# Written instruction:
Copy out the lines below with every "mapping pass" swapped for "labeling round" and nothing else changed. Leave the pictures out.

# Data records:

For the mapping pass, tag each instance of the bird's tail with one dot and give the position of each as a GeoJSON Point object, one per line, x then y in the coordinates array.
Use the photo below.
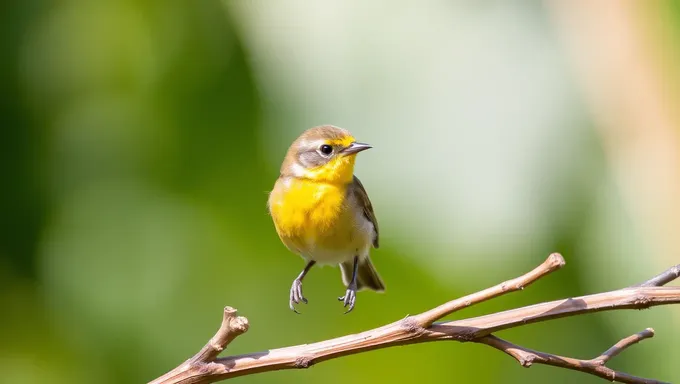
{"type": "Point", "coordinates": [367, 276]}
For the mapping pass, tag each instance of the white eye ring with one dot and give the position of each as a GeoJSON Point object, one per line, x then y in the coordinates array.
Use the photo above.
{"type": "Point", "coordinates": [326, 149]}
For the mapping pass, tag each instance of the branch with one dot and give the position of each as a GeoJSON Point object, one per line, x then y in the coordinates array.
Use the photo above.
{"type": "Point", "coordinates": [526, 357]}
{"type": "Point", "coordinates": [198, 369]}
{"type": "Point", "coordinates": [204, 367]}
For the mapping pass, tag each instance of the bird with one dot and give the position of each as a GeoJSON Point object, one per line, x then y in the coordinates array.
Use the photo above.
{"type": "Point", "coordinates": [321, 211]}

# Result:
For the labeling round, tag each instance of the bird's tail with one dot and give the position of each as a GeoJSON Point object, one per line, x then y in the coordinates array.
Use the photo below.
{"type": "Point", "coordinates": [367, 276]}
For the labeling round, tag each instance of the white eye ring with one dot and give the position of each as a GeoJSON Point object, one per line, x then y in the coordinates array.
Use the photo above.
{"type": "Point", "coordinates": [326, 149]}
For the labeling round, tag each instance of the branch with one dot and give the position of each as a GeoJSON Point object, one per line, x then y in the coordinates array.
Use the photo above.
{"type": "Point", "coordinates": [526, 357]}
{"type": "Point", "coordinates": [198, 369]}
{"type": "Point", "coordinates": [204, 367]}
For the labeling round, tag each instance of the bird with one dot and give the position of each as a GeoJSON Point object, one per line, x then y in the coordinates array.
Use the photo above.
{"type": "Point", "coordinates": [321, 211]}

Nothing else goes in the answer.